TEXTAUSZUG —
::::::::

Mobilitätsgesetz für Brandenburg: Auf Unfallzahlen müssen Taten folgen

2021 wurden laut Unfallstatistiken des Landesinnenministeriums 18 Radfahrende auf

Brandenburger Straßen getötet.. Hinzu kommen Tausende verletzte Radfahrer*innen. Auf

Zahlen müssen Taten folgen. Von Nicholas Pott

Jedes Jahr werden in Brandenburg fast so viele Radfahrende im Straßenverkehr verletzt, wie der ADFC Brandenburg Mitglieder hat – rund 3.000. Auch die Zahl der Unfälle, an denen Radfahrende beteiligt sind, nimmt kaum ab: Im vergangenen Jahr waren es rund 3.600. Und das trotz eines weiteren Corona-Jahrs, das von Home Office, Lockdown, Online-Unterricht und damit auch weniger Straßenverkehr geprägt war. Von der Vision Zero – keine Toten und Schwerverletzten im Verkehr – ist Brandenburg noch Meilen entfernt. Stefan Overkamp, Landesvorsitzender des ADFC Brandenburg, beschreibt die neuesten Unfallstatistiken als „immer noch besorgniserregend“. Den offiziellen Angaben zufolge trage mehr als die Hälfte der verunglückten Radfahrenden die Hauptschuld an den Verkehrsunfällen, ist den Statistiken zu entnehmen. Doch die Zahlen suggerieren ein falsches Bild. Denn mitgezählt werden hier auch sogenannte „Alleinunfälle“ von Radfahrenden, die 2021 rund 20 Prozent ausmachten. „Also wenn eine Radfahrerin auf einem schlechten Radweg stürzt und sich dabei selbst verletzt, würde sie im Unfallbericht als Verursacherin mit Personenschaden geführt“, kritisiert Overkamp. Rechnet man diese Alleinunfälle heraus, tragen beim Zusammenstoß von Radfahrenden mit anderen Verkehrsteilnehmenden die Radfahrenden nur in etwa zu einem Drittel die Hauptschuld. „Durch diese Darstellung wird der Blick auf das eigentliche Unfallgeschehen verzerrt“, so Overkamp weiter. „Es ist traurig, dass von offizieller Seite diese einseitige Darstellung zum Nachteil der Menschen auf dem Rad vorgetragen wird.“

Auf Zahlen müssen Taten folgen
Das eigentliche Unfallgeschehen zeigt deutlich: Auf Zahlen müssen Taten folgen. Konkret heißt das: bremsen und bauen. Wo keine sicheren Radwege vorhanden sind, muss das Tempolimit auf 30 km/h innerorts und 70 km/h außerorts re‐ duziert werden, fordert der ADFC Brandenburg. Das kann Leben retten – und zwar nicht nur das von Radfahrenden. Denn 2021 kam fast jederzweite Verkehrsunfalltote im Bundesland insgesamt wegen überhöhter Geschwindigkeit ums Leben – ein leichter Anstieg im Vergleich zu 2020. Zu einer sicheren Verkehrsinfrastruktur gehört auch, gefährliche Kreuzungen, an denen sich Unfälle häufen, umzubauen. Zusätzlich braucht es ein flächendeckendes Radwegnetz – in Brandenburg und darüber hinaus.

::::::::

VORLIEGENDE DATEN —
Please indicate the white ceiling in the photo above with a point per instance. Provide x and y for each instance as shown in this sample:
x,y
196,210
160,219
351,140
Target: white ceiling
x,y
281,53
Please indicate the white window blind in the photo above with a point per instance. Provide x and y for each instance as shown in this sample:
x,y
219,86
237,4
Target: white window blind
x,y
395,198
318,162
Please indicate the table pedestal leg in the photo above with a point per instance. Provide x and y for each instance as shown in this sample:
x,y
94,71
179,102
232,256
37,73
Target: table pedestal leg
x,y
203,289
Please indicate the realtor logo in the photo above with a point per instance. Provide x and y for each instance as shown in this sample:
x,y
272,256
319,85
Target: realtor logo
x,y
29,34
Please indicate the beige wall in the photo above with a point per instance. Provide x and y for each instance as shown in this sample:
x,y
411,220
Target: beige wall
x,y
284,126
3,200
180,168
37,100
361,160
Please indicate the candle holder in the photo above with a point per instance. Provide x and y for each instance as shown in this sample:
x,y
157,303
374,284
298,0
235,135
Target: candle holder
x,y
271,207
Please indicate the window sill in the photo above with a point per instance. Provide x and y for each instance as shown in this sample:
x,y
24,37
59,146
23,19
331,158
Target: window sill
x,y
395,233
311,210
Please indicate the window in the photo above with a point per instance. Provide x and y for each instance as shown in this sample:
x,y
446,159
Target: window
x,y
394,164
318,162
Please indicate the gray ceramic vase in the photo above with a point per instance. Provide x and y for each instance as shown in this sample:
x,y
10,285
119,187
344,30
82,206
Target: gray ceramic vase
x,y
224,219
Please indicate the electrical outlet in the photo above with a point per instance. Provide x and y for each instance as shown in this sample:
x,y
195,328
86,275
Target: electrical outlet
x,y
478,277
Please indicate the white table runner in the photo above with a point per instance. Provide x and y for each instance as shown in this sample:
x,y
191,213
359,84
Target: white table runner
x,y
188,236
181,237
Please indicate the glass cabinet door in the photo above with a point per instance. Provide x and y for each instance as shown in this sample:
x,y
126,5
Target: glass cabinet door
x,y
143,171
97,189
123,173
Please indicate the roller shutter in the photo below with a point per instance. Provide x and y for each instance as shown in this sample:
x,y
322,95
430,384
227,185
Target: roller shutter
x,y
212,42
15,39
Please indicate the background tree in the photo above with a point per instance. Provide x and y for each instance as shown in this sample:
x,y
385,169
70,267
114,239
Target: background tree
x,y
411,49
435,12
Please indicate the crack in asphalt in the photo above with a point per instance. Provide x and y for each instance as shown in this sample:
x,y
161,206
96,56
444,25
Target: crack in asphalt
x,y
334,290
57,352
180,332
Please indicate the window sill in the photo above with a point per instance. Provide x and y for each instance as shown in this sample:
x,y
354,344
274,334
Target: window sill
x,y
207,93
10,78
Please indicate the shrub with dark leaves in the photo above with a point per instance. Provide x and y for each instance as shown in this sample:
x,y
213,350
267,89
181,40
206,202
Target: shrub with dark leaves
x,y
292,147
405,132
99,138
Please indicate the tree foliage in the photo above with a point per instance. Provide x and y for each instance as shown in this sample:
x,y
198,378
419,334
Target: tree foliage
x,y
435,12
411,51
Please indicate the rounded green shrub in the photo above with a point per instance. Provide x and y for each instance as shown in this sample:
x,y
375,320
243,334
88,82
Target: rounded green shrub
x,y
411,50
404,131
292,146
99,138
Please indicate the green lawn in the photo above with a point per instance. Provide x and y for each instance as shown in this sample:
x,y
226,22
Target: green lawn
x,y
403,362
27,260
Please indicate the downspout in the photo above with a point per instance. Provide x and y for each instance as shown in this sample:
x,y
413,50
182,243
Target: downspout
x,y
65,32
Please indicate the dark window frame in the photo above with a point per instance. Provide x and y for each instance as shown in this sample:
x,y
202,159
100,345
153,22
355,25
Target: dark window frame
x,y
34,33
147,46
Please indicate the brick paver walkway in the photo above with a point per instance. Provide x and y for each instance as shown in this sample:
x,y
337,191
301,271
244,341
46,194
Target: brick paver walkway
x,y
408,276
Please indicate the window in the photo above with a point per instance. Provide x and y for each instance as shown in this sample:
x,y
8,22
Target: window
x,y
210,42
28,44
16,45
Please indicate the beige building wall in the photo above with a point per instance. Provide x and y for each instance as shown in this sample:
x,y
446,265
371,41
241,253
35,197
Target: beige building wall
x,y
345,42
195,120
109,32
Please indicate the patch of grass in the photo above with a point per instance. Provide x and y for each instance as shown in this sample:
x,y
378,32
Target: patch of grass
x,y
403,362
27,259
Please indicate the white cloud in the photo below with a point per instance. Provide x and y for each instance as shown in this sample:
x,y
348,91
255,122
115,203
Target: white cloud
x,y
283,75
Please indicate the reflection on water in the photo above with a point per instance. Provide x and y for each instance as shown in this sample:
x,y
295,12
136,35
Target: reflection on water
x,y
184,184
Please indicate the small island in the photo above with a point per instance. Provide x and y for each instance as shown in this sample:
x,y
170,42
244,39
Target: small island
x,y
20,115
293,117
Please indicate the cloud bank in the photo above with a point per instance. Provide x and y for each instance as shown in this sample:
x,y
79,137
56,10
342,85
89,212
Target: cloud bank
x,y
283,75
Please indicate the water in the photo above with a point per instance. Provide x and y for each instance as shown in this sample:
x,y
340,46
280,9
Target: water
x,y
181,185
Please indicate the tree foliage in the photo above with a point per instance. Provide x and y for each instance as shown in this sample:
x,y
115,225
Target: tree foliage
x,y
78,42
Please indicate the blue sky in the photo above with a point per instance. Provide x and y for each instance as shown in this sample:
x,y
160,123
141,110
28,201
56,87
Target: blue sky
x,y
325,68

::::::::

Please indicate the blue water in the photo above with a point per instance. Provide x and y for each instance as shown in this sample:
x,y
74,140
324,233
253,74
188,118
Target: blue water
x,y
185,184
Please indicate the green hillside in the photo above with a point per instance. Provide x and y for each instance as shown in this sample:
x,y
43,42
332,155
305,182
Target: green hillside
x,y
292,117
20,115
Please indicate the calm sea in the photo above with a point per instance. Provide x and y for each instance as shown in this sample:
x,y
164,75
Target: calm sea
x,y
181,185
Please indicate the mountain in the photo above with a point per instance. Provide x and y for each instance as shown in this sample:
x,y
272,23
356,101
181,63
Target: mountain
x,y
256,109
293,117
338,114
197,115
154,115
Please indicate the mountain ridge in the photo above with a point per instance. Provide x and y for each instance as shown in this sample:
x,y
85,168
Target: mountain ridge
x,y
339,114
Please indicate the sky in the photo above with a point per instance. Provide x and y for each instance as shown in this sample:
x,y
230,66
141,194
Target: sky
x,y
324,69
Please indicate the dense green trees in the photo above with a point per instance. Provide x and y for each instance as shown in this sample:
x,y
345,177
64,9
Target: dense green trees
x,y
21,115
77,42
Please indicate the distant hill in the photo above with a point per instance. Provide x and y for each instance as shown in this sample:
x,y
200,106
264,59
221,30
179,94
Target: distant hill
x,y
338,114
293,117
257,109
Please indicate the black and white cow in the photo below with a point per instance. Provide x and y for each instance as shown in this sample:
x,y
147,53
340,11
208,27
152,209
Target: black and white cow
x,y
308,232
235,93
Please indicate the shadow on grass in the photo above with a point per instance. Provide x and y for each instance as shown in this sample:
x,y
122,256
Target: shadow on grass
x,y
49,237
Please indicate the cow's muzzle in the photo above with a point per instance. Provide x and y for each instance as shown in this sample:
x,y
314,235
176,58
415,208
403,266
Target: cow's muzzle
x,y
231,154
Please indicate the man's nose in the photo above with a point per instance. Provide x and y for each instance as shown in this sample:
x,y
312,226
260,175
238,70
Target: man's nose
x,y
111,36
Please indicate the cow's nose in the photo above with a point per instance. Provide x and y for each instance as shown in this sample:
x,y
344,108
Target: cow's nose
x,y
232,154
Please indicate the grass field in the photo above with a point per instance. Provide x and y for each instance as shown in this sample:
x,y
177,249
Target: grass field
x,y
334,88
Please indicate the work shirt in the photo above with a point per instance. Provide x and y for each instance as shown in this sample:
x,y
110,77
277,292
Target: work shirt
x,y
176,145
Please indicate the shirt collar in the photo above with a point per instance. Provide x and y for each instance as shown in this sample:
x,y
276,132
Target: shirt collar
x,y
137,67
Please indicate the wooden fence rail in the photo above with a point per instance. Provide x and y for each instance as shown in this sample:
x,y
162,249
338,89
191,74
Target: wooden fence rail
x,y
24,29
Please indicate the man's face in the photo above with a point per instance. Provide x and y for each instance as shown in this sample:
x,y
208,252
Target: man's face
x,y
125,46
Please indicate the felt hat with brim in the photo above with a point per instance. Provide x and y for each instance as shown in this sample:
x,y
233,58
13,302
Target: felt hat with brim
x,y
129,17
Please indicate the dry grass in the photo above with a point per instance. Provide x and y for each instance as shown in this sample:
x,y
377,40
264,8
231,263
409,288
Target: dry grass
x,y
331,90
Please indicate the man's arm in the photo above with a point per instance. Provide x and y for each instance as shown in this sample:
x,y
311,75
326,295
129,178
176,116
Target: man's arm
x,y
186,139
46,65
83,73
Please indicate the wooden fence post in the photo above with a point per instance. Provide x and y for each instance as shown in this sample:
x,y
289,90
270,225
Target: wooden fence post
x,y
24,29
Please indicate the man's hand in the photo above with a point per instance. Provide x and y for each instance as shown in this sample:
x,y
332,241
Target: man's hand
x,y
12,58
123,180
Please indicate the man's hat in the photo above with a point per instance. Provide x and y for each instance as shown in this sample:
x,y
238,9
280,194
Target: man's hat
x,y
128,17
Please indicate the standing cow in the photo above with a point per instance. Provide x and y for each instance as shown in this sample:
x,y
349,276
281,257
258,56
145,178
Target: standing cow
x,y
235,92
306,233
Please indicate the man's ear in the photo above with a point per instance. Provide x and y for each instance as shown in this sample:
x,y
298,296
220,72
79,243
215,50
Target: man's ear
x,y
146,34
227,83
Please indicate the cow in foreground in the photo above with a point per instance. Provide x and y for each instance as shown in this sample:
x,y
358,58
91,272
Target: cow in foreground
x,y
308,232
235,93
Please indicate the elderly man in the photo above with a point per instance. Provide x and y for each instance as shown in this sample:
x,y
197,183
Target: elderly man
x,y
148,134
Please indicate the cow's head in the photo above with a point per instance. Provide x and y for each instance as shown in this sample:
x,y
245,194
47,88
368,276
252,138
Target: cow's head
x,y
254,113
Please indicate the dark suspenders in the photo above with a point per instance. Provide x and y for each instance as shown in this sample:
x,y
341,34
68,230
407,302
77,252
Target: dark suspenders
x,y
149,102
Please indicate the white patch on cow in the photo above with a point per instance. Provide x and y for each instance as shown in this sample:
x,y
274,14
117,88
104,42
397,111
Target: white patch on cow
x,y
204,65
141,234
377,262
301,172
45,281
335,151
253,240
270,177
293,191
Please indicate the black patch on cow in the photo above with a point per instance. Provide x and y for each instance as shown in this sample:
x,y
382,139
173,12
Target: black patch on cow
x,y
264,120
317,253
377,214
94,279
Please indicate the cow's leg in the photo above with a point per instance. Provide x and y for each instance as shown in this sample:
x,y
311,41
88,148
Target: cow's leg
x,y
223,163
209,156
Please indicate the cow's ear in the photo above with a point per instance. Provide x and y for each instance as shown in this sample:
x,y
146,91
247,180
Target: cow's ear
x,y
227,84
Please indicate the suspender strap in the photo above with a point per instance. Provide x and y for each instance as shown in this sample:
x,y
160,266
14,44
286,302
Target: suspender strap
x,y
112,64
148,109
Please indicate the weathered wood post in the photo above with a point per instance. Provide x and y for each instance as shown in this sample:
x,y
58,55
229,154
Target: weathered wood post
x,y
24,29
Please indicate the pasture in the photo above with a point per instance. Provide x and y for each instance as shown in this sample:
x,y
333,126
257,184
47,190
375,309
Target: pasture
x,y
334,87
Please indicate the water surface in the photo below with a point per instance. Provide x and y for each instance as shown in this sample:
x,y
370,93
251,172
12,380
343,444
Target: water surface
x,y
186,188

::::::::

AUFGABEN —
A. Welches Tempolimit innerorts fordert der ADFC Brandenburg laut Textauszug dort, wo keine sicheren Radwege vorhanden sind?
B. Wie viele Zeilen der Datensätze enthalten die Zeichenfolge "post"? Gib nur die Zahl an.

LÖSUNGEN —
A. 30 km/h

B. 4